#### DOCUMENT EXTRACT:
I disagree with the austals being better
- an smaller deck makes it a bit harder to land on. never a bad thing, if you are training
- the austal vessels are multihull fast vessels, with an completely different way of moving then the frigates, carriers etc the pilots will be trained for.
I have a hunch that they are actually after an OPV to do some general jobsworth roles and ATS is just something that can be added on to get the budget. If that is the case, a conservative steel monohull is probably better than the multihulls. We'll just have to see what the actual design comes out as, though.
I'd Say you are right RP1, with the whole Operation Sovereign Borders going on, a larger vessel with Heli capability would be very handy. (Why the Armidales didn't have a space to land a heli is a bit beyond me as it would have saved so many problems logistically, plus it would have added more austere space and potential range). Though I think Austal will get the contract as jobs in the manufacturing sector here are getting rarer and rarer
My two stupids cents thoughts
1) A "specially-build"/"

#### PROBLEM SET:
a) According to the forum post, what kind of vessels are the Austal ships?
b) Please copy the forum post from "I disagree with" to "be trained for.", renaming "frigates" as "destroyers".

#### Entries from a point labeling set:
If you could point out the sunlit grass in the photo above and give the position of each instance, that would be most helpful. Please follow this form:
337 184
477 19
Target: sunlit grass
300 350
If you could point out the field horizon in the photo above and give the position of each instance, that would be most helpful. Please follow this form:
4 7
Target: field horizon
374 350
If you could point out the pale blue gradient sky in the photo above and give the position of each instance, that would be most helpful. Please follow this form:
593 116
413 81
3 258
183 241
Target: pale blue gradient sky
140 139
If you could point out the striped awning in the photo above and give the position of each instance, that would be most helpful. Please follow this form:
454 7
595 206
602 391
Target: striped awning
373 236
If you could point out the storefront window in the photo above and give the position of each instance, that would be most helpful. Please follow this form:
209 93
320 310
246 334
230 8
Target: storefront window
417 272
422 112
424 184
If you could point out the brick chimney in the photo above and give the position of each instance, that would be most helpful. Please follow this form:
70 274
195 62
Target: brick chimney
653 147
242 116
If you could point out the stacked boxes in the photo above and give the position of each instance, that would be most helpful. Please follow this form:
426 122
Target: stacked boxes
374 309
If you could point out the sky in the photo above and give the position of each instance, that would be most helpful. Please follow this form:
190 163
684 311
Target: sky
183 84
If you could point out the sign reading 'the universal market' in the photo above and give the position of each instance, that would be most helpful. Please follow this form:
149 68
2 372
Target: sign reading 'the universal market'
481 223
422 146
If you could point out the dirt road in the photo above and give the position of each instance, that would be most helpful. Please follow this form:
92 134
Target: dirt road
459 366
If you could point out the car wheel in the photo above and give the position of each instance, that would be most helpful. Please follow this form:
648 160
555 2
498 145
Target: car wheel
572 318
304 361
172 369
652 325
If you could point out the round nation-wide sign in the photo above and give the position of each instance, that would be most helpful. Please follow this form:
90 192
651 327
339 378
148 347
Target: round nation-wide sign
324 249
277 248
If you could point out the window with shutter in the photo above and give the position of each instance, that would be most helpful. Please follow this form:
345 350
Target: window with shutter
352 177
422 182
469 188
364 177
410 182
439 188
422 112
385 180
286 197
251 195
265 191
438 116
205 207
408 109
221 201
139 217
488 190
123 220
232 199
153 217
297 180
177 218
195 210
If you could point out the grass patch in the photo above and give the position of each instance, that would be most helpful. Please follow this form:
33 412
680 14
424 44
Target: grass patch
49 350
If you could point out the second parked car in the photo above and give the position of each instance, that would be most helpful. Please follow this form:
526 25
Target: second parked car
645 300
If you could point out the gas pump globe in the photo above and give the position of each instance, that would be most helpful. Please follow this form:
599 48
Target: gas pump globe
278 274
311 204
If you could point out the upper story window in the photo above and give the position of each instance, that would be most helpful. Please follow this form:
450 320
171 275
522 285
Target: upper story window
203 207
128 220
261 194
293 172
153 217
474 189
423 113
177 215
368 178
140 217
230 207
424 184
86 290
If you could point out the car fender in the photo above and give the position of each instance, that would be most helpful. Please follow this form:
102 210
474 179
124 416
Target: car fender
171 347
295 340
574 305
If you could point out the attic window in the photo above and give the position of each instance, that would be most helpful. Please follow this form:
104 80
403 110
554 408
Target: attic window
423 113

#### ANSWERS IN ORDER:
a) Multihull fast vessels.

b)
I disagree with the austals being better
- an smaller deck makes it a bit harder to land on. never a bad thing, if you are training
- the austal vessels are multihull fast vessels, with an completely different way of moving then the destroyers, carriers etc the pilots will be trained for.